Task set |
a – Say whether each statement agrees with the pregnancy ruling article below, answering yes or no and quoting the deciding words: (i) UPS requires drivers to be able to lift up to 70 pounds. (ii) The Supreme Court adopted the EEOC guidelines on accommodating pregnant workers. (iii) Early in Peggy's pregnancy, her doctor imposed a 10-pound lifting restriction.
b – Reproduce the pregnancy ruling article below between "The employer must" and "accommodating other groups.", inclusive.

Page text |
The Supreme Court ruled on March 25 that a pregnant UPS employee who was denied a light-duty position is entitled to a new trial. The Court’s framework for pregnancy discrimination cases allows employees who show that an employer policy that creates a “significant burden” for pregnant employees violates the Pregnancy Discrimination Act (PDA).
THE LAW: The PDA amends Title VII of the Civil Rights Act. It requires that “women affected by pregnancy, childbirth, or related medical conditions shall be treated the same for all employment-related purposes … as other persons not so affected but similar in their ability or inability to work ….”
The ADA Amendments Act of 2008 (ADAAA) requires employers to accommodate workers whose disabilities are temporary even if they occurred outside the workplace.
WHAT’S NEW: Peggy became pregnant while working as a driver for UPS. Because of previous miscarriages, her doctor imposed a 20-pound lifting restriction on her early in pregnancy. That restriction would later become 10 pounds. UPS requires drivers to be able to lift up to 70 pounds and lift 150 pounds with assistance. Presented with Peggy’s lifting restrictions, UPS placed her on unpaid leave, and she lost her health coverage.
Peggy filed an EEOC complaint alleging that UPS accommodated other workers with lifting restrictions, but specifically excluded pregnant employees from those accommodations. That practice, she asserted, violated the PDA.
After losing rounds in the lower courts, Peggy appealed to the Supreme Court. (Young v. UPS, No. 12–1226, U.S. Supreme Court, 2015)
After the Court agreed to hear the case, but before oral argument, the EEOC issued new guidelines on accommodating pregnant workers that said that pregnant workers were entitled to any accommodation the employer provided other similarly situated workers.
In deciding the case, the Supreme Court dismissed the EEOC guidelines as going too far and creating a “most favored nation” status for pregnant employees. It also disagreed with UPS’ position that the law merely equated pregnancy discrimination with sex discrimination.
Burden-shifting test
Instead it ruled that pregnant employees can establish a prima facie case by showing that they were pregnant, they requested an accommodation that was denied, and that the employer provided similar accommodations to other disabled workers.
The employer must then show that the accommodation was denied for a “legitimate, nondiscriminatory reason.” That reason may not be that accommodating pregnant workers is more expensive than accommodating other groups.
It’s hard to conceive of a reason that would work.

Region pointing data |
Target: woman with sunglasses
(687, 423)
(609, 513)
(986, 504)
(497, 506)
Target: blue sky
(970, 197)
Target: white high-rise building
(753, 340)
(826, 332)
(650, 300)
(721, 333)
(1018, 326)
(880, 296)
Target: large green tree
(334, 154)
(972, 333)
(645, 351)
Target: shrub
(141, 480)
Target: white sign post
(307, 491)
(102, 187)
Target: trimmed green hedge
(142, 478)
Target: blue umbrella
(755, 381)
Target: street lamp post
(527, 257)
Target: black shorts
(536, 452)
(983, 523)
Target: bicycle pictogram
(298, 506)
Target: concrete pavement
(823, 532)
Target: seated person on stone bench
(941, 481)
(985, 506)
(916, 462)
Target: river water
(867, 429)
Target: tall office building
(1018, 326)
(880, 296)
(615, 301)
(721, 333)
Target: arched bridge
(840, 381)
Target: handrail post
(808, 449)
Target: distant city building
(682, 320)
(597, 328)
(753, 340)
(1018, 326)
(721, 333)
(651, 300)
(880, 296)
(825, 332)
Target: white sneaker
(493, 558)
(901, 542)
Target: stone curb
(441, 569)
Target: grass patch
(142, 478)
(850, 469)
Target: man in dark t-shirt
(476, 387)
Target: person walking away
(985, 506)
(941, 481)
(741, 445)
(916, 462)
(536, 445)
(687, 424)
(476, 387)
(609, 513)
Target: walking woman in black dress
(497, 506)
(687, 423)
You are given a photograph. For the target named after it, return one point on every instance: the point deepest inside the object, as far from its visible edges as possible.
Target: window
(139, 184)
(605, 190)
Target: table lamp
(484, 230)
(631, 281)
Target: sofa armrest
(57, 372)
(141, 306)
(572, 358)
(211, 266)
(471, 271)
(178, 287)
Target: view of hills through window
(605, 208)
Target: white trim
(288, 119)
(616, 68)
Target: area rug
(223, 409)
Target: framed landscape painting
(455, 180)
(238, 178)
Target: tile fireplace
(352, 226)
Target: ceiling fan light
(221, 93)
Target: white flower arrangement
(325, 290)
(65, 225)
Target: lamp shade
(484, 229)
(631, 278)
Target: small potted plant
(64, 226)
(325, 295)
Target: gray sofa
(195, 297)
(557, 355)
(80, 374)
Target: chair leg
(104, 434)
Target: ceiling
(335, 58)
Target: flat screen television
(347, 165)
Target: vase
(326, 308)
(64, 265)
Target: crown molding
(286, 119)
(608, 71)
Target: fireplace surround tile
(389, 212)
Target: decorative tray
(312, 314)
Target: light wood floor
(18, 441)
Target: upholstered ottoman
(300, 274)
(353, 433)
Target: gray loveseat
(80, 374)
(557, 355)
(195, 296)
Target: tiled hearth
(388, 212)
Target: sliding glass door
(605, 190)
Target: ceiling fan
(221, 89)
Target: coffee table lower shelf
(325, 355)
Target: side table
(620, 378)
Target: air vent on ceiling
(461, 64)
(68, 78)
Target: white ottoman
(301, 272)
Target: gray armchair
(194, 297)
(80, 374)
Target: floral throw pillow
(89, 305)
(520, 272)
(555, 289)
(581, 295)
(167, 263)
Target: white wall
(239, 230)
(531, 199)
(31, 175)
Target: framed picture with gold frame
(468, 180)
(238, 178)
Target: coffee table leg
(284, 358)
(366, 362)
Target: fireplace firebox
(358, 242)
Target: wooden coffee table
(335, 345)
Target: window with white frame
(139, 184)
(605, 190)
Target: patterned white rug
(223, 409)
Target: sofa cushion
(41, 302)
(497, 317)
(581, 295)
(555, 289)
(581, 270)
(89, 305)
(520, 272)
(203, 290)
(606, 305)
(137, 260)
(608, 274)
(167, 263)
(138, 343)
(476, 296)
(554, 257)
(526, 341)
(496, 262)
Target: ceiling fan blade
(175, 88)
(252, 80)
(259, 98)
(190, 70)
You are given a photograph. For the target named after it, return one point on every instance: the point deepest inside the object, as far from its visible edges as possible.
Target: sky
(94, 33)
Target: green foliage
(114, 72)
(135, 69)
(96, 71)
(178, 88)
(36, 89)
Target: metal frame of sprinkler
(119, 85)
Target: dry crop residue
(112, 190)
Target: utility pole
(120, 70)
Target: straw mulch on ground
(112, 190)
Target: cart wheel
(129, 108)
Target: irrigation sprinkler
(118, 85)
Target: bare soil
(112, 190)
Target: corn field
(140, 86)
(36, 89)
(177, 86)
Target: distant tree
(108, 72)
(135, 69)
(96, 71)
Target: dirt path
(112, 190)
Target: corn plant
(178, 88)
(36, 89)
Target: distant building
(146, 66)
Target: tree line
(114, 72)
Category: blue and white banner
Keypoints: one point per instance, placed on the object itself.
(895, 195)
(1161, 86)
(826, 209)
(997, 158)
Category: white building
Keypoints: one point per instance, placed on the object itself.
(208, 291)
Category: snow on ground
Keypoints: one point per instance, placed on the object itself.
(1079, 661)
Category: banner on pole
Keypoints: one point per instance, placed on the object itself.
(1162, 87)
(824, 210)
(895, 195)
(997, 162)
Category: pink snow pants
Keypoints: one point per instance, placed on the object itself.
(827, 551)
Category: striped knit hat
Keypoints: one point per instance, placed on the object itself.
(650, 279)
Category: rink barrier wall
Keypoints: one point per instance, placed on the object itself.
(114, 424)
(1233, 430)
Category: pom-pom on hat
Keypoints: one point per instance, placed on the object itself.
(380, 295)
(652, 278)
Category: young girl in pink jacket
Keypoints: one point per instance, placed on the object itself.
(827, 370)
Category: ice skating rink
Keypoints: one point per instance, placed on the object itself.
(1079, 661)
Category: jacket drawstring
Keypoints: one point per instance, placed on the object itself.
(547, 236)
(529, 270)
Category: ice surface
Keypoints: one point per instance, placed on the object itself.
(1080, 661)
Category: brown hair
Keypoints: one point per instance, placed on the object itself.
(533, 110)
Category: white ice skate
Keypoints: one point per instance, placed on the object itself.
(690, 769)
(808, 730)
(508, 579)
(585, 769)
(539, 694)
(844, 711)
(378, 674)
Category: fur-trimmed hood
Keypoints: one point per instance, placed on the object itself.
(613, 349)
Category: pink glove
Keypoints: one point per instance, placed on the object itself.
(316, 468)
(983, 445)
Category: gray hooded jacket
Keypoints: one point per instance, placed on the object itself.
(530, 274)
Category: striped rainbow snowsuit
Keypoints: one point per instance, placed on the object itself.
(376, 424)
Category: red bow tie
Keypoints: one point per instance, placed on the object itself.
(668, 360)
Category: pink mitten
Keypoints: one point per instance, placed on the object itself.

Task-by-task solutions |
a –
(i) Yes: "UPS requires drivers to be able to lift up to 70 pounds"
(ii) No: "the Supreme Court dismissed the EEOC guidelines as going too far"
(iii) No: "her doctor imposed a 20-pound lifting restriction on her early in pregnancy"

b –
The employer must then show that the accommodation was denied for a “legitimate, nondiscriminatory reason.” That reason may not be that accommodating pregnant workers is more expensive than accommodating other groups.